- [EXERCISE BRIEF] Copy every one of the following records word for word, line for line.

>> START DATA EXTRACT

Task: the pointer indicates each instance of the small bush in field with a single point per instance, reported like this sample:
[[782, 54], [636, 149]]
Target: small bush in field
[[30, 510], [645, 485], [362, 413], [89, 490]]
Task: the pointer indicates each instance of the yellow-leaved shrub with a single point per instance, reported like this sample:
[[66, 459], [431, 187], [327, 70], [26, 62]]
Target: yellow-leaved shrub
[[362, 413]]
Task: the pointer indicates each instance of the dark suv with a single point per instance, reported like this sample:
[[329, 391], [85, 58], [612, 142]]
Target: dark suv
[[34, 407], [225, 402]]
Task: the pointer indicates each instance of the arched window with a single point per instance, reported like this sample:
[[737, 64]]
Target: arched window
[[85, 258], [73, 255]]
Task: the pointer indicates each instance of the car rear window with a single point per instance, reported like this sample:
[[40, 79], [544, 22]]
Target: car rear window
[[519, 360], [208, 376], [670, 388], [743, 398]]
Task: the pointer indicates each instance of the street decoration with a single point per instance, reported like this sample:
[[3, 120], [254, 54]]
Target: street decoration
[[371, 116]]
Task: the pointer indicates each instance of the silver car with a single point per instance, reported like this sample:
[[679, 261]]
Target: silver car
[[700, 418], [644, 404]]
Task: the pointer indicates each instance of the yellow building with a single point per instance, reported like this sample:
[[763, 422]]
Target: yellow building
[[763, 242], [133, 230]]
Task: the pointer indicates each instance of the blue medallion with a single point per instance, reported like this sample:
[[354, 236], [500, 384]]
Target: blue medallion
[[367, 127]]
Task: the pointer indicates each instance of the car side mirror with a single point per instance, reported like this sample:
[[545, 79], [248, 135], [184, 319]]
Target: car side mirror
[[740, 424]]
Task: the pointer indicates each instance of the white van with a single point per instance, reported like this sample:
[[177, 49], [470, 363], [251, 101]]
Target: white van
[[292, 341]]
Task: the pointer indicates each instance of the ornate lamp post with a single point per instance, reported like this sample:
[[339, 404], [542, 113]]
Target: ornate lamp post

>> END DATA EXTRACT

- [OUTPUT OF THE TASK]
Task: the pointer indicates each instance of the small bush in field with a single point per instance, reported like this sample:
[[782, 54], [636, 149]]
Target: small bush in field
[[30, 510], [645, 485], [362, 413], [89, 490]]
Task: the pointer indicates each instance of the yellow-leaved shrub with a single point per instance, reported like this sample:
[[66, 459], [431, 187], [327, 70], [26, 62]]
Target: yellow-leaved shrub
[[362, 413]]
Task: the pointer indicates each instance of the dark suv with a single point per instance, reported like this sample:
[[329, 391], [85, 58], [612, 142]]
Target: dark suv
[[34, 407], [225, 402]]
Task: the pointer indicates each instance of the arched window with a single point per instance, reported like this sample:
[[737, 64]]
Target: arched window
[[85, 258], [73, 255]]
Task: the pointer indicates each instance of the car rear window with a single point per instance, reported like this sample:
[[40, 79], [544, 22]]
Target: car rear window
[[519, 360], [208, 376], [670, 388], [743, 398]]
Task: the pointer indicates each instance of the street decoration with a single point per instance, reported like this sample:
[[3, 120], [254, 54]]
Target: street decoration
[[371, 116]]
Task: the pointer indicates each instance of the silver car with a single point per instance, reported like this sample:
[[679, 261]]
Target: silver car
[[700, 418], [644, 404]]
Task: the pointer indicates each instance of the yellow building with a single point per instance, reported like this sample:
[[763, 422]]
Target: yellow building
[[763, 242], [133, 230]]
Task: the pointer indicates each instance of the blue medallion with a single point per instance, reported like this sample:
[[354, 236], [500, 384]]
Target: blue medallion
[[367, 127]]
Task: the pointer indicates each instance of the car side mirror with a single point per instance, reported like this sample:
[[545, 79], [248, 135], [184, 319]]
Target: car side mirror
[[740, 424]]
Task: the pointer indicates each instance of the white van with a single point per instance, reported like this sample:
[[177, 49], [470, 363], [251, 101]]
Target: white van
[[292, 341]]
Task: the pointer indicates each instance of the ornate lamp post with a single point per instance, reported like this sample:
[[339, 404], [542, 113]]
Target: ornate lamp post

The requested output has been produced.